> **Exercise requirements**
Can you copy out word for word the lines of the material below, starting at the line containing "Objective — for every instance of the flower cluster, place" and ending at the line containing "Target: flower cluster", with both of those lines included?

[start]

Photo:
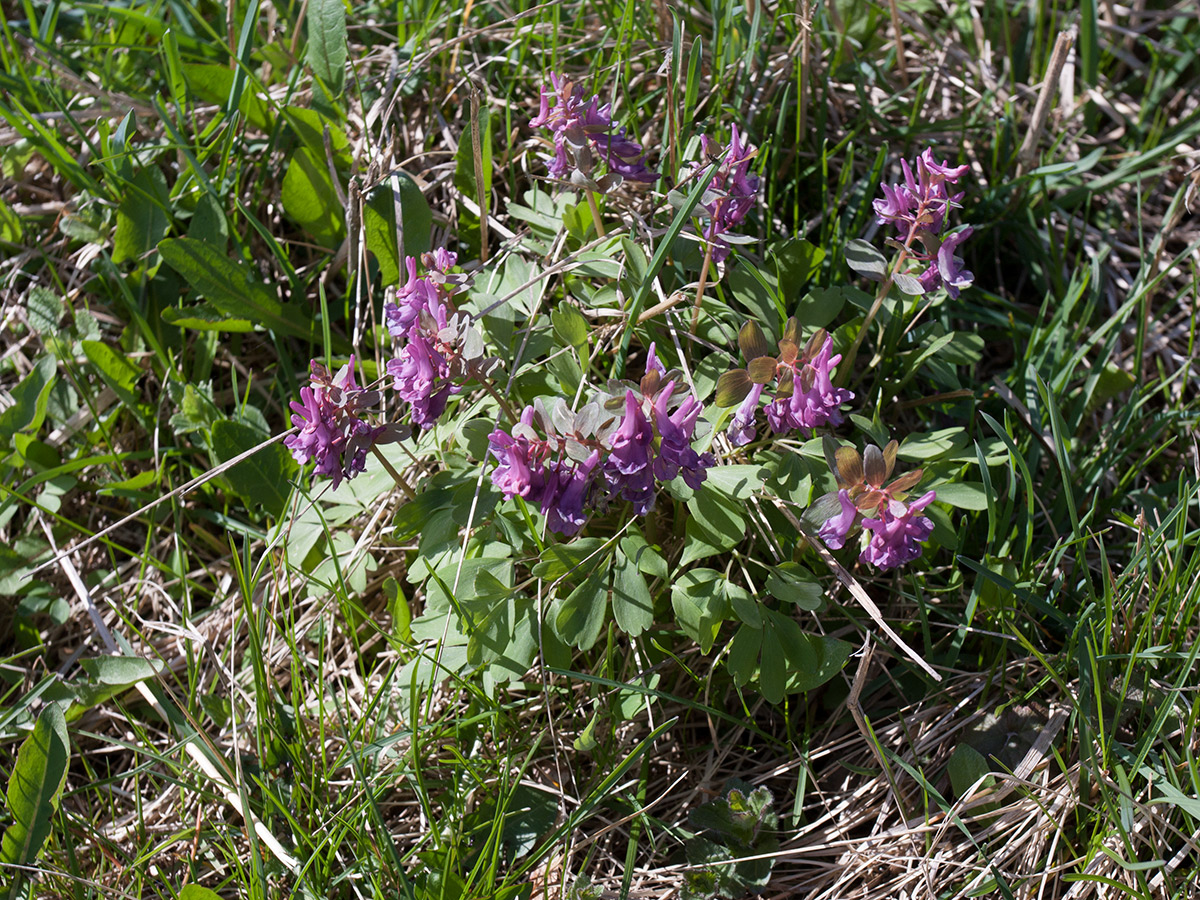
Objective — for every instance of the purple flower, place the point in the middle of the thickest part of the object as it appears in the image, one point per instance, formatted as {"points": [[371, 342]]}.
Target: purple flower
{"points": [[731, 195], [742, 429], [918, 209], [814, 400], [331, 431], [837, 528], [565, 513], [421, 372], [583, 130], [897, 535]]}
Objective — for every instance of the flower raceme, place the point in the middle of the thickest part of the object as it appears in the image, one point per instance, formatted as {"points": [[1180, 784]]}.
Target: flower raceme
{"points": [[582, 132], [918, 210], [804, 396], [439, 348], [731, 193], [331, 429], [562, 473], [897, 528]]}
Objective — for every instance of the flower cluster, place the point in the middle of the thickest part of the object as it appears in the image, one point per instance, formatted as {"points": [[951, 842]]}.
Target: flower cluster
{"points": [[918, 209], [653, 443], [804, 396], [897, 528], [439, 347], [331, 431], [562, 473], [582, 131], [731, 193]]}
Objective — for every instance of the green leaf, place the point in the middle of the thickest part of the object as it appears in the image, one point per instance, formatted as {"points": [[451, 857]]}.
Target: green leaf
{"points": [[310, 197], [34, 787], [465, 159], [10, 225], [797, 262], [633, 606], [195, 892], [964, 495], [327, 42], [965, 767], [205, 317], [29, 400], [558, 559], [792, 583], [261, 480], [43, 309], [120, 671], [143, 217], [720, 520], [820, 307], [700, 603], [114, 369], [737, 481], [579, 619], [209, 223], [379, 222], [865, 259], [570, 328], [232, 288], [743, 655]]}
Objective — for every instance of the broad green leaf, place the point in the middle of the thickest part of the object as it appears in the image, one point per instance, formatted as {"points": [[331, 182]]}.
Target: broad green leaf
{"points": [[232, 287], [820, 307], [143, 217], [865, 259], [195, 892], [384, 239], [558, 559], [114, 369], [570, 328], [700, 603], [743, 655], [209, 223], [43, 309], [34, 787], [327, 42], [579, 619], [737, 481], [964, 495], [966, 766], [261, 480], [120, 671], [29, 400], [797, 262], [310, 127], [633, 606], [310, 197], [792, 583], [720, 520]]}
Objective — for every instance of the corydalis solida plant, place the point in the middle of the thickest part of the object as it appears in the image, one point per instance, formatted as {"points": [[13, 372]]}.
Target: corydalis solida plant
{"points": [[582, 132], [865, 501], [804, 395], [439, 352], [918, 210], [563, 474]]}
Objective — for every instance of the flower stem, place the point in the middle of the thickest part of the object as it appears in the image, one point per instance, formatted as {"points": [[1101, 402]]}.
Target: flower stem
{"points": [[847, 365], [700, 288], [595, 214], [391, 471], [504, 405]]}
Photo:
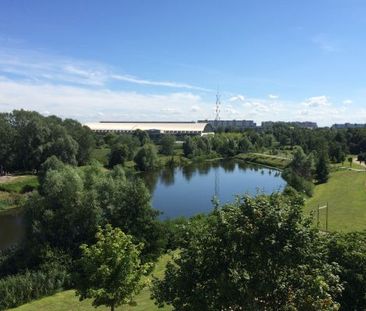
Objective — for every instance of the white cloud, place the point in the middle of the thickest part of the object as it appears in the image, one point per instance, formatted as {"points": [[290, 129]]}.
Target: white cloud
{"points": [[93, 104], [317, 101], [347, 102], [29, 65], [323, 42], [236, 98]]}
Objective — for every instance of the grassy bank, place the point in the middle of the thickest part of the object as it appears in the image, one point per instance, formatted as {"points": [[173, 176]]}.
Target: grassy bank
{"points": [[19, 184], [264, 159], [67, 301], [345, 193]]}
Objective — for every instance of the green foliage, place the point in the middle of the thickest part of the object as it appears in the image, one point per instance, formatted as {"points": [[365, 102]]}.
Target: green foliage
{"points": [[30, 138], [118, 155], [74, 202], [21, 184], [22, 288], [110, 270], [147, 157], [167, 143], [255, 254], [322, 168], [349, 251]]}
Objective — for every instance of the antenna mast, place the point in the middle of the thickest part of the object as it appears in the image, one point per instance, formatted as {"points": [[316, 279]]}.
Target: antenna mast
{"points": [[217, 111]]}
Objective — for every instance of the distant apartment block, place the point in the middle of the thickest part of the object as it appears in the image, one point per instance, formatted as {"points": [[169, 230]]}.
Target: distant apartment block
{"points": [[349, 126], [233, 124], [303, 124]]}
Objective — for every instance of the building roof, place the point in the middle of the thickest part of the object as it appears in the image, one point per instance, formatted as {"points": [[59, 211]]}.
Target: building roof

[end]
[start]

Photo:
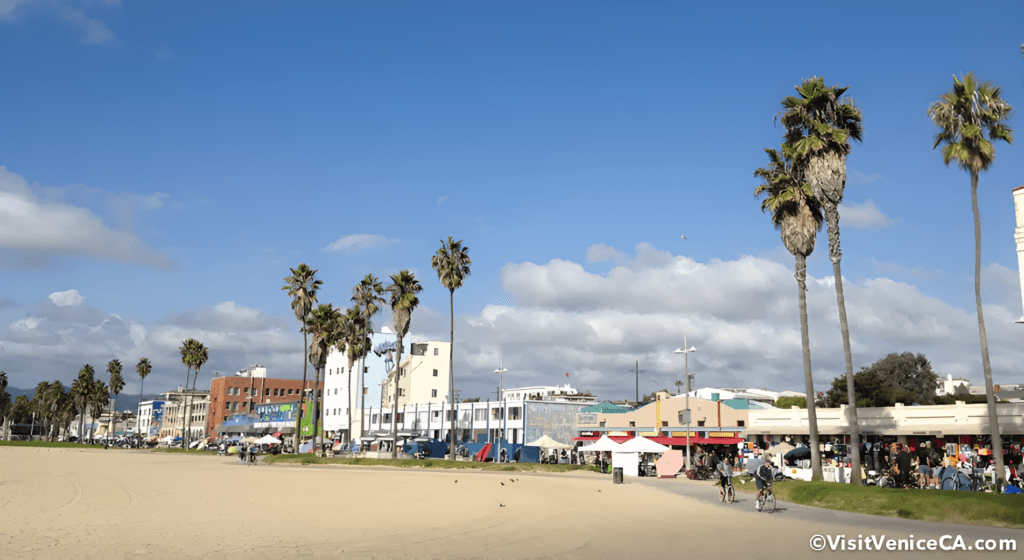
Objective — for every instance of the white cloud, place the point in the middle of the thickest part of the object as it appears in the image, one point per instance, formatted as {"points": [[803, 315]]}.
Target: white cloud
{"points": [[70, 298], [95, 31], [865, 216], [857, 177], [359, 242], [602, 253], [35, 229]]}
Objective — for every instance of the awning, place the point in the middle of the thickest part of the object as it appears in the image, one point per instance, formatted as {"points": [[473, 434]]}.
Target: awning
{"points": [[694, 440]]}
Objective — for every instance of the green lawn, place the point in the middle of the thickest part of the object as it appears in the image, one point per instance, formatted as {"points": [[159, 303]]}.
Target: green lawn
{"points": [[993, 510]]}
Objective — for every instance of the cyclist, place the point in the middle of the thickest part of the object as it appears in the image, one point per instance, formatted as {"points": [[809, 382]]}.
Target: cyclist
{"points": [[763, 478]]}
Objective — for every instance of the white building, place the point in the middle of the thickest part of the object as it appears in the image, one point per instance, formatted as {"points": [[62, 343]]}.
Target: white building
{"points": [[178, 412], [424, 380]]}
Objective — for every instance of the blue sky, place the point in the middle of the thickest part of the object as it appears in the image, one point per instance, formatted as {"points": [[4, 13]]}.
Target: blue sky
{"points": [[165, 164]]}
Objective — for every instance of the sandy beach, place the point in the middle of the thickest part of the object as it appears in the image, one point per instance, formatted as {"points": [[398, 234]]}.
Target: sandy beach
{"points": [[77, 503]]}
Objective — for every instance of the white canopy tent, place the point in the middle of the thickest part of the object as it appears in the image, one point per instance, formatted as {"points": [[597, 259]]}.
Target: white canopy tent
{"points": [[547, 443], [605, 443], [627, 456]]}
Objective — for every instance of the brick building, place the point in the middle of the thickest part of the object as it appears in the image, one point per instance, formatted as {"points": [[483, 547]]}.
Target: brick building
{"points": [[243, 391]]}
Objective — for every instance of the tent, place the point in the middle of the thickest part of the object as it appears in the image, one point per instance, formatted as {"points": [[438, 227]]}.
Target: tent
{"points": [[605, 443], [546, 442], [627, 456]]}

[end]

> **Solution for this task**
Objective — for every instance of the flower cluster, place the point in the middle of the thickest part of the object as it appears in the image, one point per instance, formatted as {"points": [[951, 842]]}.
Target: flower cluster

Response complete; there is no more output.